» **ACTIVITY**
Please continue the forum thread on knee replacement and returning to cycling, picking up right after its final quoted line.

I had both knees replaced (total knee replacements) one year apart. My natural right knee deteriorated rapidly as I recovered my left TKR, and I suffered repeated meniscus tears, which of course limited my activities between replacements. I am now five months post op the second knee and I feel fabulous. I have been on the spin bike since the 4th post op day. I can now hike anything without trekking poles, ride my cyclocross bike, 29er, horseback ride, kayak, and have incidentally lost 28 pounds since the second surgery (yay!). I am up to 1800 ft. elevation gain on bike rides, and I plan to be back to metric centuries by summertime. 

The initial recovery for TKR lasts about 12 weeks. Improvement continues from there, and complete recovery takes up to two years. The first three months are for healing, lots of ice and elevation, gentle mobility exercises, and ROM stretches. By the 12 week mark I was riding my bike(s) and doing modified strength training at the gym. I still get occasional stiffness in my 5 month old knee, especially after a grueling 12 hour shift, but any discomfort departs readily with elevation and a solid nap, no pain meds required. My 17 month old knee feels completely great. I am happy to share my experiences and recovery tips, so if anyone has questions feel free to pm me!


----------



## PCF (Mar 31, 2016)

Thanks!


----------



## woody.1 (Jun 10, 2008)

LadyDi said:


> I am happy to share my experiences and recovery tips, so if anyone has questions feel free to pm me!


Likewise here as well.


----------



## kosmo (Oct 27, 2004)

Anybody seen these customized, 3-D printed knees?

Total Knee Replacement | Customized Knee Replacement | ConforMIS

Very intriguing. I'm 57 and have the same ex-moto background as the OP. Bad osteoarthritis in both knees, but biking is still good (skiing can swing the other way).

Trying to hold out as long as possible!


----------



## H0WL (Jan 17, 2007)

One more recommendation: Mr. JB's physical therapist was a cyclist. If you can find a PT who is into sports of some kind, (running, tri, cycling, whatever) they will better understand your motivation to get back on the bike.


----------



## lencho (Jan 19, 2011)

kosmo said:


> Anybody seen these customized, 3-D printed knees?
> 
> Total Knee Replacement | Customized Knee Replacement | ConforMIS
> 
> ...


One of the reasons I selected my doctor was that he does these. But once I researched, I didn't qualify. My knees are too shot for this. You can't do it if you already have knee deformity (I'm Bow legged) from the osteoarthritis. Or any prior surgeries or soft tissue issues.

My thinking was just like you, hold out as long as possible. It is an evasive surgery that scared me (only reason I can think of on why I have held off). Family has wanted me to do it for at least the last 5 years. Now that I am over that mental hurtle, I wish I had made this choice earlier. And, as you can see from this thread, vast majority of people who have done it, recommend it. I don't know my outcome, yet, but I am truly looking forward to not having the bone on bone pain and gaining back walking ability. And another 1" to 2" of height as my cowboy stance has shrunk me...

P.S. - Lost 6 pounds in week 1, just by diet modification. Not starving either, just eating right. Amazing. Doctor stressed that for knees, pre or post surgery, weight management is HUGE.


----------



## kosmo (Oct 27, 2004)

lencho said:


> P.S. - Lost 6 pounds in week 1, just by diet modification. Not starving either, just eating right. Amazing. Doctor stressed that for knees, pre or post surgery, weight management is HUGE.

» **DATA SUPPLIED**

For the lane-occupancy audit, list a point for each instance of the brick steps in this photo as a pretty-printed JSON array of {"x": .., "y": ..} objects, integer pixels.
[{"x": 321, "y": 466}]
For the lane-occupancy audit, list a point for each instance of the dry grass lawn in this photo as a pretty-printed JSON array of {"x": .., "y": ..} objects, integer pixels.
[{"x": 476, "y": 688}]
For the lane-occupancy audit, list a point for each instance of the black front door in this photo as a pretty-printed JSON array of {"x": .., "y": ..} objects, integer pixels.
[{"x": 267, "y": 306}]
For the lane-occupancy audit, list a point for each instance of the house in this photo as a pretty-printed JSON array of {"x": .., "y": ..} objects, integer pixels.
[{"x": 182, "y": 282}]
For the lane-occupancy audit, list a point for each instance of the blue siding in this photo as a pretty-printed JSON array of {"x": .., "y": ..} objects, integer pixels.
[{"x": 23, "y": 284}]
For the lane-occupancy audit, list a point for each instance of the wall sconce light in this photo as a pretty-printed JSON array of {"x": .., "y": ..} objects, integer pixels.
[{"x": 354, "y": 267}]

---

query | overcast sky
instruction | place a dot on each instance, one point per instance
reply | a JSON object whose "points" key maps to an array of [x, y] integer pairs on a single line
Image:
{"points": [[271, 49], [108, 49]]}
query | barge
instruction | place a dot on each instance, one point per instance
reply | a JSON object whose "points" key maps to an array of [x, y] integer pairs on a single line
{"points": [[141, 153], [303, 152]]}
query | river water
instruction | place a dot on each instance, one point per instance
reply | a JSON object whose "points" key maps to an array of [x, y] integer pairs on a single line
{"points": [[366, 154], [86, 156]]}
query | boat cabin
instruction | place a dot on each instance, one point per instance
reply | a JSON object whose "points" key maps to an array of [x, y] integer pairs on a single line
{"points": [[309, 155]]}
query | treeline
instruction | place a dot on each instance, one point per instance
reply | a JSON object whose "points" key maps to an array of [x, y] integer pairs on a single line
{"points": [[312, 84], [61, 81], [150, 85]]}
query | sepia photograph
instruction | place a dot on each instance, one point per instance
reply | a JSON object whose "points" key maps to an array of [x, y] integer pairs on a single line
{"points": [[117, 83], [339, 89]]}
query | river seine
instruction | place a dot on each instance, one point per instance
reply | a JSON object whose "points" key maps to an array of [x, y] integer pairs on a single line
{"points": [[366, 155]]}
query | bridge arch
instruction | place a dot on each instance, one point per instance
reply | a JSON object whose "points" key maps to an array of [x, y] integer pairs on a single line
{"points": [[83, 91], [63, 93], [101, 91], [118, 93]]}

» **ANSWER FOR THE TASK**
Good work. Doc is right. To demonstrate, walk up a set of stairs two at a time, then grab a pair of 20 pound dumbbells and do it again.


----------



## PCF (Mar 31, 2016)

I was able to get on my road bike today for the first time after having Partial Knee Replacement on my left knee 18 days ago! I was able to go 6.5 miles! it wasn't perfect but I was pleased to say the least! The popping that I mentioned in an earlier post is still there but seems to be getting less noticeable! Again, not having bone on bone pain anymore is priceless! I hope to be doing 50+ mile rides again soon! I'm 44 and don't plan on giving up cycling anytime soon...it's my passion!!!


----------



## stoplight (Mar 8, 2009)

In a similar situation. I did a boat load of investigating on the down time, expectations of after recovery and then talked to many who had a tkr and asked them specific questions about pain level pre and post surgery and level of activity pre and post. In every case their knee pain pre was so great and increasing that their day to day functioning was challenged not to mention their recreational activities. Once the day to day stuff goes you really have little choice but to go forward, If you can bike post surgery at a level satisfactory to you then its icing on the cake but in every case their basic day to day functioning vastly improved.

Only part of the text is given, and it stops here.